>> START Listed entries

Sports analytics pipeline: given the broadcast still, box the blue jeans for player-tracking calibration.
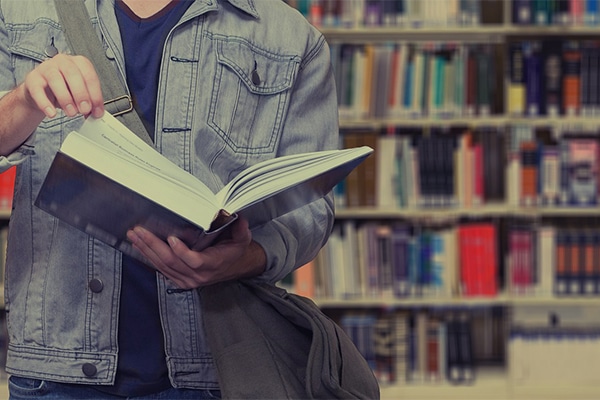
[8,376,221,400]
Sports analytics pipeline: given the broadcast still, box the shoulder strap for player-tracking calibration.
[54,0,154,146]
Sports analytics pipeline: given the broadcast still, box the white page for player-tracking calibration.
[61,128,220,229]
[78,112,214,199]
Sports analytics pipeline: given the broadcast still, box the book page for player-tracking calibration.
[217,146,373,211]
[78,112,214,199]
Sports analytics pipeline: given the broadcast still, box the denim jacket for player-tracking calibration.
[0,0,338,388]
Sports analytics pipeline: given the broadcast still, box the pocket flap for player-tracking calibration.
[217,39,300,94]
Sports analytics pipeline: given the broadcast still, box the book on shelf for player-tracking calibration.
[0,167,17,211]
[508,305,600,385]
[458,222,498,297]
[35,113,372,258]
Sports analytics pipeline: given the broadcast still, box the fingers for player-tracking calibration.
[24,54,104,118]
[127,227,198,289]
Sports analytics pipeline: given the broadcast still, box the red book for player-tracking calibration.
[458,223,498,296]
[563,40,581,115]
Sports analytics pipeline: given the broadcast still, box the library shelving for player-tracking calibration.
[287,0,600,399]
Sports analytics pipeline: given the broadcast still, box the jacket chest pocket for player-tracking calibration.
[208,39,300,154]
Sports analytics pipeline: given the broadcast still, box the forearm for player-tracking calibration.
[0,85,44,156]
[252,196,334,282]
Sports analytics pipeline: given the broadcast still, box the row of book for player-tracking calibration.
[507,225,600,296]
[507,37,600,117]
[314,219,600,299]
[286,0,502,28]
[326,307,505,385]
[331,42,504,120]
[507,305,600,387]
[314,221,500,299]
[512,0,600,26]
[337,125,600,209]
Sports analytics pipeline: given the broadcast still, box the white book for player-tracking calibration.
[35,113,373,260]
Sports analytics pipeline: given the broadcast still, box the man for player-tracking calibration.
[0,0,337,399]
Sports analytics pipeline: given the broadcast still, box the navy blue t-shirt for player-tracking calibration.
[98,1,191,396]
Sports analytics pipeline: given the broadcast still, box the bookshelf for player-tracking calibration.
[287,0,600,399]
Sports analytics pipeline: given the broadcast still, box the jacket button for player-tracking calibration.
[104,47,115,60]
[81,363,98,377]
[88,278,104,293]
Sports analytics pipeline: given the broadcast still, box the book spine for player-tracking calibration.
[512,0,534,25]
[508,42,525,116]
[563,40,581,116]
[554,229,569,296]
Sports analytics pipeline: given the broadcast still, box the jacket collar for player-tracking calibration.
[221,0,259,18]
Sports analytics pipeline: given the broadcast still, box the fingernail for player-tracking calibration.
[79,101,92,114]
[133,226,146,238]
[65,104,77,116]
[92,107,104,118]
[127,230,138,243]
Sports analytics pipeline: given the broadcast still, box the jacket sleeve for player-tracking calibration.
[253,34,339,282]
[0,8,35,173]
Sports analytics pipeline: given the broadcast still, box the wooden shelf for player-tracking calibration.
[336,204,600,220]
[315,294,600,308]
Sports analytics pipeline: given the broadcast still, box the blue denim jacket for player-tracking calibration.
[0,0,338,388]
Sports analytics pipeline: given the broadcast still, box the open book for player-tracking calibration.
[35,113,373,260]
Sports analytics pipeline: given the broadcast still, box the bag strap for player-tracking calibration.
[54,0,154,147]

>> END Listed entries

:: What is expected ::
Reproduce all of the records above word for word, one line at a time, and leave out the picture.

:: Output for this task ::
Sports analytics pipeline: given the broadcast still, box the blue jeans for player-tracking calibration.
[8,376,221,400]
Sports analytics pipeline: given the broadcast still, box the shoulder strap for player-tracking calibration.
[54,0,154,146]
Sports analytics pipeline: given the broadcast still, box the white page for player-tracking calibration.
[61,128,220,229]
[78,112,214,199]
Sports analytics pipeline: given the broadcast still, box the book page for player-tracking calibration.
[217,146,373,211]
[78,112,214,199]
Sports analytics pipeline: given the broadcast still, box the denim jacket for player-tracking calibration.
[0,0,338,388]
Sports analytics pipeline: given the broadcast still, box the pocket flap for player-tracking calibration.
[217,39,300,94]
Sports analytics pipeline: given the broadcast still, box the book on shelf for player-tracking calibration.
[0,167,17,211]
[508,305,600,385]
[458,222,498,297]
[35,113,372,258]
Sports analytics pipeline: given the broadcast still, box the fingers for player-tracking calibration.
[24,54,104,118]
[127,227,198,289]
Sports analytics pipeline: given the broadcast still, box the red book for player-tracking calibration.
[458,223,498,296]
[563,40,581,115]
Sports analytics pipeline: given the broadcast still, box the library shelving for player-tracking calibration.
[287,0,600,399]
Sports analytics pipeline: given the broadcast still, box the jacket chest pocket for player-tracking calibration.
[208,39,300,154]
Sports analytics pipeline: given the broadcast still, box the forearm for player-tracking calibration.
[0,85,44,156]
[252,196,334,282]
Sports analytics pipeline: given the broadcast still, box the row of book for player-tracking calibration.
[507,225,600,296]
[507,37,600,117]
[314,219,600,299]
[286,0,502,28]
[326,307,505,385]
[331,42,504,120]
[507,305,600,387]
[314,221,500,299]
[512,0,600,26]
[337,125,600,209]
Sports analytics pipeline: given the broadcast still, box the white book for player-tracking calibration.
[35,113,373,260]
Sports analytics pipeline: given the broadcast still, box the man for player-tracking calibration.
[0,0,337,399]
Sports analytics pipeline: given the broadcast still, box the navy blue t-shirt for player-tracking calibration.
[98,1,191,396]
Sports analytics pipeline: given the broadcast still, box the bookshelf for player-tracking calibration.
[287,0,600,399]
Sports analytics pipeline: given the broadcast still, box the jacket button for player-tracking calibration.
[104,47,115,60]
[81,363,98,377]
[88,278,104,293]
Sports analytics pipeline: given the broadcast still, box the book spine for player-tracking calibration.
[512,0,534,25]
[508,42,525,116]
[563,40,581,116]
[554,229,569,296]
Sports analytics pipeline: given the broadcast still, box the jacket collar for player-tracking calibration.
[221,0,259,18]
Sports analytics pipeline: given the broadcast still, box the fingernail for player-tracking calibration.
[79,101,92,114]
[133,226,146,238]
[65,104,77,116]
[92,107,104,118]
[127,230,138,243]
Sports analytics pipeline: given the broadcast still, box the jacket sleeve for player-tracking calibration.
[253,34,339,282]
[0,8,35,173]
Sports analytics pipeline: given the broadcast still, box the wooden shelf for player-tracking calibration.
[336,204,600,220]
[315,294,600,308]
Sports analytics pipeline: given the broadcast still, box the blue denim jacket for player-tracking calibration.
[0,0,338,388]
Sports analytics pipeline: given the broadcast still, box the open book for player-tracking calibration.
[35,113,373,260]
Sports analytics pipeline: given the broadcast still, box the bag strap for player-tracking calibration.
[54,0,154,147]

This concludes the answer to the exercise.